De Maizière: Bei diesem Vorgang ging es um die Beweiserhebung in einem Strafverfahren. Es ist geradezu infam, wenn behauptet wird, Ziel sei die präventive Wiedererkennung von Demonstranten wie bei der Stasi.
 
Berliner Zeitung: Und der Zaun? Und das Demonstrationsverbot in der Zone davor?
 
De Maizière: Ohne ein Mindestmaß an Sicherheitsvorkehrungen geht es eben leider nicht mehr bei solchen Veranstaltungen. Es ist polizeitaktisch sinnvoll, in einer Zone 200 Meter vor dem Zaun Angriffe abzuwehren und nicht unmittelbar am Zaun.
 
Dass die Zone ziemlich groß ist, liegt daran, dass - anders als in Berlin - zwischen dem Zaun und der nächsten Straße viel Fläche ist. Die Rettungswege müssen auch frei bleiben.
 
Berliner Zeitung: Haben Sie denn Hinweise darauf, dass Gewalttaten geplant werden?
 
De Maizière: Natürlich haben wir Hinweise, dass es das Ziel einiger Gewalttäter ist, die Veranstaltung zu stören. Sonst bräuchten wir den Zaun ja nicht. Aber wir dramatisieren das nicht. Wir wollen gute Gastgeber sein und werden nicht zur Eskalation beitragen.
 
Berliner Zeitung: Stehen Aufwand und Ergebnis solcher Gipfel noch in einem vernünftigen Verhältnis zueinander?
 
De Maizière: Die Frage ist berechtigt. Nur: Wenn man auf solche Veranstaltungen verzichtet, gibt man denen recht, die sie verhindern wollen. Das kann nicht richtig sein. Diese Treffen sind wichtig. Einmal weil Dinge verabredet werden. Außerdem wegen der Atmosphäre.
 
Die Regierungschefs sitzen über lange Zeit mit ganz wenig Begleitung zusammen und behandeln nicht nur die Tagesordnung, sondern führen auch am Rande viele Gespräche, die Vertrauen schaffen für die Zeit danach. Das ist so nicht ersetzbar.

- Aufgabenstellung: Gib aus dem Interview den Abschnitt von „De Maizière: Natürlich“ bis „zur Eskalation beitragen.“ wörtlich wieder.

- Erfasste Daten:

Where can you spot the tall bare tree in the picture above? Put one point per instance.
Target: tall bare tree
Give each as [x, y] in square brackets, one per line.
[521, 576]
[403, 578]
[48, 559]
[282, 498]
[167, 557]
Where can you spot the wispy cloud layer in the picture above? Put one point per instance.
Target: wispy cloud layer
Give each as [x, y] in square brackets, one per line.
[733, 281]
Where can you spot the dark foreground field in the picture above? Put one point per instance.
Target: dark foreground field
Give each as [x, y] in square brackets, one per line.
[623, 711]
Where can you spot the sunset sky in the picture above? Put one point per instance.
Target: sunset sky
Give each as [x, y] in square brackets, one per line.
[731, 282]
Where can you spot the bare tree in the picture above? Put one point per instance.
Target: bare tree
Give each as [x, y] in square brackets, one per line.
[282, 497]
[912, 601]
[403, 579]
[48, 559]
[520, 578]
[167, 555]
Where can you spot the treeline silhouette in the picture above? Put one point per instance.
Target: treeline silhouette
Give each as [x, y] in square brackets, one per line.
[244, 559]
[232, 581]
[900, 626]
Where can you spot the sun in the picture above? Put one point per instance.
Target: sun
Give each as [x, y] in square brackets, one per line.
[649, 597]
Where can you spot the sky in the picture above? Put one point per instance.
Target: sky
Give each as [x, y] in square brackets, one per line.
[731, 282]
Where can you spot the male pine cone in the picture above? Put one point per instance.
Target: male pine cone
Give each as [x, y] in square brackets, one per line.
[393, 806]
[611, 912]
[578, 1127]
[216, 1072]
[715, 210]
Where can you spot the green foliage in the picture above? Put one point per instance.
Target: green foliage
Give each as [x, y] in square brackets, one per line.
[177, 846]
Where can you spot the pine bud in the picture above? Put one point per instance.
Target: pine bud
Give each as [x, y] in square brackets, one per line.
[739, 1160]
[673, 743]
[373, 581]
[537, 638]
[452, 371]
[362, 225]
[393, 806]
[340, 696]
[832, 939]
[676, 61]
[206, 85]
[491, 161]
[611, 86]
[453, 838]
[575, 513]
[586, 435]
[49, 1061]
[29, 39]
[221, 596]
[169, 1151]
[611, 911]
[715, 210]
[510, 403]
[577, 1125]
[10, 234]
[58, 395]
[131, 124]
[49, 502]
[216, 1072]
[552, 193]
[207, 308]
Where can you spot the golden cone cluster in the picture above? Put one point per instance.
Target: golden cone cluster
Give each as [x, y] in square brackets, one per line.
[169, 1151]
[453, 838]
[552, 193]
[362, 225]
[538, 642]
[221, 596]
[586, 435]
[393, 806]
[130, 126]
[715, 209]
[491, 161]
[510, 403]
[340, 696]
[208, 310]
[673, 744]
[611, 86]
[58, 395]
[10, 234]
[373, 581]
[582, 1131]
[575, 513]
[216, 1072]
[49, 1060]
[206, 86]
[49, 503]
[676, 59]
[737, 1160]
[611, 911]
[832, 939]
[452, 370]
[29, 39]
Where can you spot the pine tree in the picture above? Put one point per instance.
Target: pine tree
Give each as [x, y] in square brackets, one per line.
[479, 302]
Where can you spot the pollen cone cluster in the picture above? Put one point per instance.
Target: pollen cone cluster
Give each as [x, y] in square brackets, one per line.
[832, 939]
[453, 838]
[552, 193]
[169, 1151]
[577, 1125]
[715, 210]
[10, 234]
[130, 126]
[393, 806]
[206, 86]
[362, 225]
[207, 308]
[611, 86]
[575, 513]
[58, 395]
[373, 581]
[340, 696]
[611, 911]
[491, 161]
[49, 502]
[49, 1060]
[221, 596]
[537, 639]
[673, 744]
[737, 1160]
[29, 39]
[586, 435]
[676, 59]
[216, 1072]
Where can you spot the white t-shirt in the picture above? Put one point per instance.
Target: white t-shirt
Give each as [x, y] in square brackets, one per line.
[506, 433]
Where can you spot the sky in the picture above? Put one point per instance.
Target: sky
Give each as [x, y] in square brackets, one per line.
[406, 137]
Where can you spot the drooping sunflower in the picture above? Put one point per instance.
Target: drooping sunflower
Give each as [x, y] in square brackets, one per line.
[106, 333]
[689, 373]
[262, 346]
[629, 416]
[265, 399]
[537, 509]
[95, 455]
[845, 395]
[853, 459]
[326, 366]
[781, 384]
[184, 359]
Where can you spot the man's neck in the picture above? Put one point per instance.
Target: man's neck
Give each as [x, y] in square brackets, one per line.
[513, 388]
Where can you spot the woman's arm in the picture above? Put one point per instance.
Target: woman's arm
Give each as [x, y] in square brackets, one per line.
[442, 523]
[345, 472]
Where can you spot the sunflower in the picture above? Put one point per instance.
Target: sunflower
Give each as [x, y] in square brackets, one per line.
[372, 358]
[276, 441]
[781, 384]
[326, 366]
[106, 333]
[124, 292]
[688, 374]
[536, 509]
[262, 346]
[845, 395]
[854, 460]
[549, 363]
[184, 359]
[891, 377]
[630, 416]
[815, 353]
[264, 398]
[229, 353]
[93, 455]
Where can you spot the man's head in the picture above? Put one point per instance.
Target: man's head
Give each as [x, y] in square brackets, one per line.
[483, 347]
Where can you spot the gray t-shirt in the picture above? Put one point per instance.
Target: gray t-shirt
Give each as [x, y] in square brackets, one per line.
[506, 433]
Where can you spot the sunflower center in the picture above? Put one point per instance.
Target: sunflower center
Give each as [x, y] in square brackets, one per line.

- Ergebnis:
De Maizière: Natürlich haben wir Hinweise, dass es das Ziel einiger Gewalttäter ist, die Veranstaltung zu stören. Sonst bräuchten wir den Zaun ja nicht. Aber wir dramatisieren das nicht. Wir wollen gute Gastgeber sein und werden nicht zur Eskalation beitragen.